# Problem to work on
Can you reproduce, word for word, the part of the phase-retrieval text between "Similarly, we can" and "and camera easily.", inclusive?

# Document passage

+--

Similarly, we can also find the wrapped phase map in y-direction with modified SCPS method. Then, these wrapped phases are also unwrapped by phase unwrapping algorithm. With retrieved phases in x- and y- direction, we can find the mapping between screen and camera easily.

In case of closed fringe pattern, we could apply coordinate transform26 to convert this fringe into an open one. Here we only consider a closed loop fringe pattern without considering a mixed pattern of open and closed fringe. Coordinate transform of this mixed fringe pattern is a completely different problem and requires new phase retrieval strategy, so it would be out of scope of this work. With the support of coordinate transform we can convert the closed fringe into the open one. Then, we apply our modified SCPS method described above to get the wrapped phase from this open fringe. Note that we do not convert this wrapped phase from polar coordinate to Cartesian coordinate directly. Because conversion error may cause wrapped phase error and it could lead to unwrapping error. Therefore, we unwrap the phase of open fringe in polar coordinate and convert this unwrapping phase into Cartesian coordinate later. This will minimize the phase error that could happen due to Polar-Cartesian conversion.

Results

A simulation followed by experiments has been conducted to verify the correctness of our proposed method. Since our main contribution is proposing single composite pattern and modified SCPS method for phase retrieval, we generated a composite pattern which is expressed by:

$$I(x,y)=A(x,y)+B(x,y)\cos ({k}_{x}x+{k}_{y}y+\phi (x,y))$$
(14)

where, \(A(x,y)=130\exp (-0.4({x}^{2}+{y}^{2}))\), \(B(x,y)=120\exp (-0.6({x}^{2}+{y}^{2}))\) are variations in background and modulation of the fringe pattern, carrier frequencies of kx and ky are 1.24 rad/pixel, and \(\phi (x,y)=15{\rm{peaks}}\,(x,y)\). Additionally, Gaussian white noise with the signal-to-noise (SNR) of 20 dB is added by awgn function using “measured” option in Matlab. We choose this noise level which is similar in real experiment to demonstrate the feasibility of our method. Then, by applying our proposed method, we can retrieve the phase maps in X- and Y- directions successfully without noticeable edge errors as shown in Fig. 6. And, the phase residual errors are 1.78 × 10−1 rad. (RMS) and 1.58 × 10−1 rad. (RMS) for X and Y fringe patterns, respectively. These phase residual errors are almost similar to well-known SCPS methods in the literature23. By increasing the carrier frequency and reducing the noise in the fringe pattern, we can obtain even higher phase accuracy. This result demonstrates that our proposed method can be applied to more complex fringe patterns in real experiment.

+--

# Supplied material
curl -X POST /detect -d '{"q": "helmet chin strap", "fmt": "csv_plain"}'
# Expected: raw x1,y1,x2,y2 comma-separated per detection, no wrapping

+--

# Reply to the exercise
Similarly, we can also find the wrapped phase map in y-direction with modified SCPS method. Then, these wrapped phases are also unwrapped by phase unwrapping algorithm. With retrieved phases in x- and y- direction, we can find the mapping between screen and camera easily.